> _WHAT TO DO_:
A: From the article about the student mental health program, copy the passage starting with "The first student" and going on through "60 community adults." word for word.
B: Translate this sentence from the article about the student mental health program into Spanish: "The first student suicide prevention training was in November 2017."

> _READING PASSAGE_:

+-------+

School, extracurricular activities and growing up can all be stressful situations for Bridgeport High School students, but a group of students has come up with ways to help others cope.

Under the advisement of teacher Trina Runner and school counselor Kristina Robinson, DECA students have expanded the high school’s Life League Suicide Prevention Program to work collaboratively Wednesday evenings with United Summit Center in an initiative they appropriately refer to as VENT.

Bridgeport High School sophomores Molly Runner, Dakota Swiger and Corinne Lalama brainstormed VENT during the summer.

“As we got into high school, we saw that more kids in our grade were suffering from more anxiety and depression, and we wanted to help make a group of people who understand with a person that could relate,” Swiger said.

Trina Runner, Molly’s mother, said the three students are also part of the Dream TEAM (Teens Encouraging Advocacy and Motivation), which is the Harrison County community chapter of Students Against Drunk Driving. The three were trained for peer support and will take the Life League to DECA’s state competition March 10-11 in Charleston.

“Last year, Alden Smith competed with DECA with the Life League project. This year, those three students and Madelyn Lalama will all compete about suicide prevention,” Trina Runner said. “We’re a teen support group that’s free and confidential. Every Wednesday during first lunch, we have Life League at the school.”

“We have VENT from 4-5:30 p.m. at United Summit Center, but both have the same mission for better mental health.”

The first student suicide prevention training was in November 2017. The November and February 2018 training taught more than 100 students and more than 60 community adults.

Robinson, a Bridgeport High School counselor for nine years, said Life League has led to more student referrals to her office throughout the school day.

“There’s such an innate desire to excel academically and a lot of times that pressure is self-imposed. The students want to achieve high academic marks while balancing extracurricular involvement,” Robinson said. “I think they’re learning wonderful coping skills and can be a sounding board for students who are maybe in a similar situation.”

“I think they’re helping tremendously at the school level.”

Each week, high school students have access to free, confidential mental health services through interactive group meetings with Marissa Shanholtz, a United Summit Center crisis worker.

+-------+

> _PROVIDED DATA_:
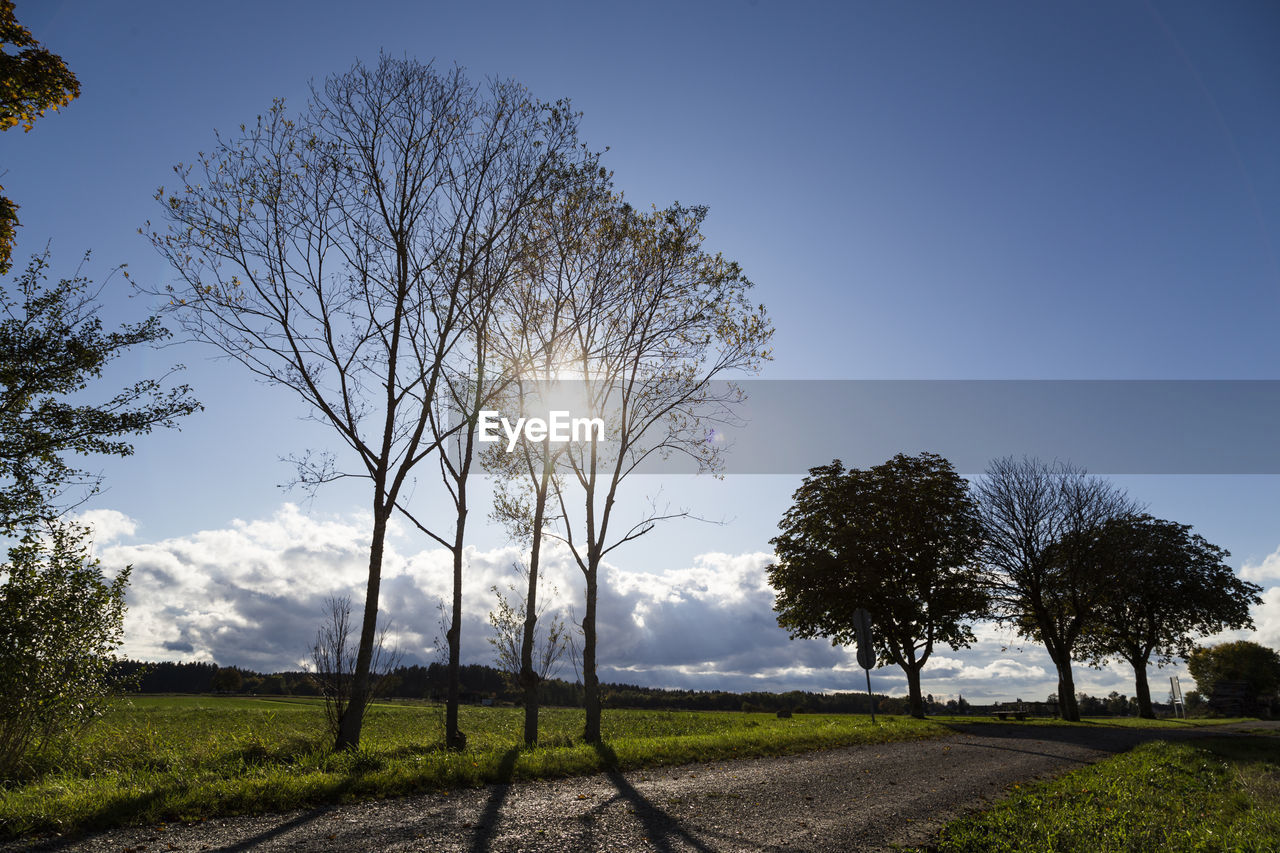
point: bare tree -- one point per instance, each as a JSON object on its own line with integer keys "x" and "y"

+-------+

> _ANSWERS PROVIDED_:
A:
The first student suicide prevention training was in November 2017. The November and February 2018 training taught more than 100 students and more than 60 community adults.

B: La primera capacitación estudiantil en prevención del suicidio fue en noviembre de 2017.